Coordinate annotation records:
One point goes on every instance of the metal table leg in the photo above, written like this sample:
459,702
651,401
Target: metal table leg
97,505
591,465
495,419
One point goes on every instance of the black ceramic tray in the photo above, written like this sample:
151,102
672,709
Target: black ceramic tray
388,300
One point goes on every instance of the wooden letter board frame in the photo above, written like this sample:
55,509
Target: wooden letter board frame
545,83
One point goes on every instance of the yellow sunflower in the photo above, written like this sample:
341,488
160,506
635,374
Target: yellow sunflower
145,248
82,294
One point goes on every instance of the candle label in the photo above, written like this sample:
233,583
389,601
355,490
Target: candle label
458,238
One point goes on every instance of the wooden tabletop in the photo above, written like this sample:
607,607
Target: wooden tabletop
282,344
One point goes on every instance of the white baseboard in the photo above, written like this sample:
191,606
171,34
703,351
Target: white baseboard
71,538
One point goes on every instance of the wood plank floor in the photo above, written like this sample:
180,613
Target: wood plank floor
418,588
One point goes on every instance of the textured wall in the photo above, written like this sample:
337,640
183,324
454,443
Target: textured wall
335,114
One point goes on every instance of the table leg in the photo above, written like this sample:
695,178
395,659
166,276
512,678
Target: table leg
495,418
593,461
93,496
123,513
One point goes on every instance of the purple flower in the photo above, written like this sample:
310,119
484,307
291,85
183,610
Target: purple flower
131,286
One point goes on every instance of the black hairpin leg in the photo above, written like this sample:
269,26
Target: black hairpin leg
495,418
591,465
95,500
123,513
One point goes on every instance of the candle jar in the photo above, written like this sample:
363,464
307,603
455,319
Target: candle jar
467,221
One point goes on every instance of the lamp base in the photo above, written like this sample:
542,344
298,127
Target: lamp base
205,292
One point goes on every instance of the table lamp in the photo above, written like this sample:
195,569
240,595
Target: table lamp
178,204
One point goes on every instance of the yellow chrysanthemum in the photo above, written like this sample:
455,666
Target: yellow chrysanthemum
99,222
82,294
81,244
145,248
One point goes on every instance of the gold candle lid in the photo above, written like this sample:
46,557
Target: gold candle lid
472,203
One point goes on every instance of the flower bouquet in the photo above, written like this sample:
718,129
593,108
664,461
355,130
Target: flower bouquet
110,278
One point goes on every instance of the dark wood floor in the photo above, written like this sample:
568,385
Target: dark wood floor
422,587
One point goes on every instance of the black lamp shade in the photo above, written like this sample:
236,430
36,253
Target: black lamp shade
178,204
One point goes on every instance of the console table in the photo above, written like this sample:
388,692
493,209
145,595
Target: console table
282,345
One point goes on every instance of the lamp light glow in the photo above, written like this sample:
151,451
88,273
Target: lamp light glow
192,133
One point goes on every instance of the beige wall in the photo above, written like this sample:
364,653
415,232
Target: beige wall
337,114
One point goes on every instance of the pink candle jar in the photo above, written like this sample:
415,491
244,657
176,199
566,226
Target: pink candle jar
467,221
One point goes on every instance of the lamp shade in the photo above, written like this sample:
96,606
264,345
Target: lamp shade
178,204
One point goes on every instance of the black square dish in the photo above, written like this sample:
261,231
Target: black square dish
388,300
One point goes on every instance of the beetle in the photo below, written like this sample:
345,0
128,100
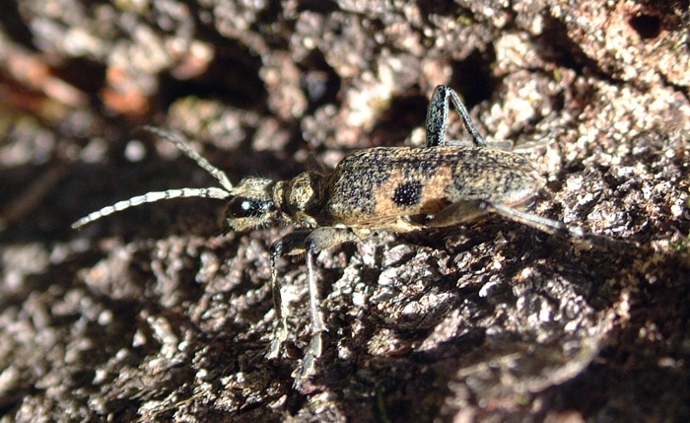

Your task =>
Copy every line of the records above that contains the string "textured".

Response for this exercise =>
One point goes on every instance of the textured wall in the photo above, written like this sample:
Target: textured wall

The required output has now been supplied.